Performance Tuning¶
This page provides guidance on how to optimize HNSW for your specific use case, balancing search speed, memory usage, and accuracy.
Overview¶
HNSW performance is influenced by several factors:
- Graph construction parameters - Control the structure and connectivity of the graph
- Search parameters - Determine the trade-off between search speed and accuracy
- Hardware considerations - CPU, memory, and cache utilization
- Data characteristics - Dimensionality, distribution, and size of the dataset
By tuning these parameters, you can optimize HNSW for your specific requirements.
Key Performance Parameters¶
M (Maximum Number of Connections)¶
The M
parameter controls the maximum number of connections per node in the graph:
- Higher M values (e.g., 32-64):
- Improve search accuracy
- Increase memory usage
- Slow down graph construction
-
Potentially improve search speed (up to a point)
-
Lower M values (e.g., 5-10):
- Reduce memory usage
- Speed up graph construction
- May reduce search accuracy
Recommended values:
- For high-dimensional data (>100 dimensions): 16-32
- For medium-dimensional data (20-100 dimensions): 12-16
- For low-dimensional data (<20 dimensions): 5-10
ef Construction¶
The efConstruction
parameter controls the size of the dynamic candidate list during graph construction:
- Higher efConstruction values (e.g., 200-500):
- Improve graph quality and search accuracy
- Slow down graph construction
-
No impact on search speed or memory usage after construction
-
Lower efConstruction values (e.g., 40-100):
- Speed up graph construction
- May reduce search accuracy
Recommended values:
- For high recall requirements (>95%): 200-500
- For balanced performance: 100-200
- For fast construction with acceptable accuracy: 40-100
ef Search¶
The ef
parameter controls the size of the dynamic candidate list during search:
- Higher ef values (e.g., 100-1000):
- Improve search accuracy (recall)

■ **What is asked**
Reproduce the passage of the HNSW performance tuning page from "Performance Tuning¶" to "your specific requirements." word for word.

■ **Material**
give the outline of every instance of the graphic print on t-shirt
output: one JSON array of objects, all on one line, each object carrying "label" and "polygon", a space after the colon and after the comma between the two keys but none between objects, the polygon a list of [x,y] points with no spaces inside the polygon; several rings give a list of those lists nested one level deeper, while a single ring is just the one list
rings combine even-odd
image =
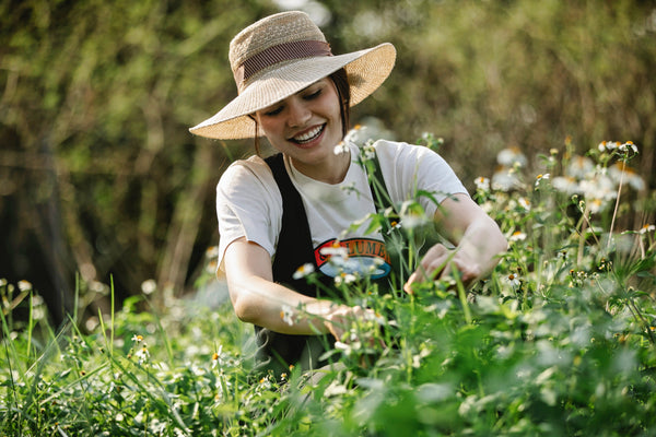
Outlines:
[{"label": "graphic print on t-shirt", "polygon": [[329,239],[315,248],[317,268],[327,276],[340,273],[385,277],[391,270],[385,243],[373,238]]}]

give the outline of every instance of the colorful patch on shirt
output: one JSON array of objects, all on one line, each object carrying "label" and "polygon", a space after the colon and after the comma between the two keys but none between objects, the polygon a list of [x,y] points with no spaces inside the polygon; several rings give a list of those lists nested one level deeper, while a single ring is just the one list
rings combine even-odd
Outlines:
[{"label": "colorful patch on shirt", "polygon": [[329,239],[315,248],[317,268],[327,276],[339,274],[385,277],[391,270],[385,243],[372,238]]}]

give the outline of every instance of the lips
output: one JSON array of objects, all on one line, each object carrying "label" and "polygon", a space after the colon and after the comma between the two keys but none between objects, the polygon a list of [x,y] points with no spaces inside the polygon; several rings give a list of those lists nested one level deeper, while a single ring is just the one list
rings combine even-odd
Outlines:
[{"label": "lips", "polygon": [[290,141],[292,141],[296,144],[307,144],[307,143],[312,142],[313,140],[317,139],[324,132],[325,128],[326,128],[326,125],[317,126],[315,128],[309,129],[306,132],[297,134],[296,137],[292,137],[290,139]]}]

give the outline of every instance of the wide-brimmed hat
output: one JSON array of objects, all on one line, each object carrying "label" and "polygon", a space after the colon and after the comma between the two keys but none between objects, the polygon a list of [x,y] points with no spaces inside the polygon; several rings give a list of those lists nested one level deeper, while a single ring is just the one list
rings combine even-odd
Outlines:
[{"label": "wide-brimmed hat", "polygon": [[259,137],[248,115],[267,108],[344,68],[351,106],[387,79],[396,50],[389,43],[333,56],[319,27],[304,12],[262,19],[230,43],[230,64],[238,96],[213,117],[189,129],[197,135],[235,140]]}]

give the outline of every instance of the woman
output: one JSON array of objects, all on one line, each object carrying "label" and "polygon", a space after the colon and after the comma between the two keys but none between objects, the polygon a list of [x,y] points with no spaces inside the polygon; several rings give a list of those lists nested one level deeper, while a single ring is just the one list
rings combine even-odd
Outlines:
[{"label": "woman", "polygon": [[[238,96],[190,129],[214,139],[255,138],[256,150],[265,135],[280,152],[233,163],[216,197],[219,264],[237,317],[256,327],[262,368],[316,368],[325,364],[318,357],[326,347],[348,341],[352,320],[372,317],[370,309],[321,297],[298,269],[316,270],[330,284],[339,274],[326,262],[335,250],[350,257],[351,269],[360,260],[383,280],[397,267],[389,265],[387,233],[350,227],[382,208],[365,167],[356,164],[360,149],[342,143],[350,106],[385,81],[395,58],[387,43],[333,56],[305,13],[268,16],[231,42]],[[411,293],[414,284],[454,271],[466,282],[487,274],[506,240],[450,167],[426,147],[378,141],[373,151],[391,204],[417,188],[432,192],[440,208],[426,199],[422,206],[455,246],[432,246],[403,288]]]}]

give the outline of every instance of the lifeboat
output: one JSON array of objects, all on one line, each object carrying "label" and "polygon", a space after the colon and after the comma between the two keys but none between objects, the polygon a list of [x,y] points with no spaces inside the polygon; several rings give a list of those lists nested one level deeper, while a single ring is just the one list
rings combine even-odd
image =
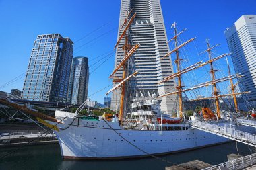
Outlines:
[{"label": "lifeboat", "polygon": [[157,118],[157,121],[158,124],[179,124],[181,122],[181,120],[179,118],[172,118],[172,117],[163,117],[162,118],[162,123],[161,118]]}]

■ **Task solution**
Performance Tuning¶
This page provides guidance on how to optimize HNSW for your specific use case, balancing search speed, memory usage, and accuracy.
Overview¶
HNSW performance is influenced by several factors:
- Graph construction parameters - Control the structure and connectivity of the graph
- Search parameters - Determine the trade-off between search speed and accuracy
- Hardware considerations - CPU, memory, and cache utilization
- Data characteristics - Dimensionality, distribution, and size of the dataset
By tuning these parameters, you can optimize HNSW for your specific requirements.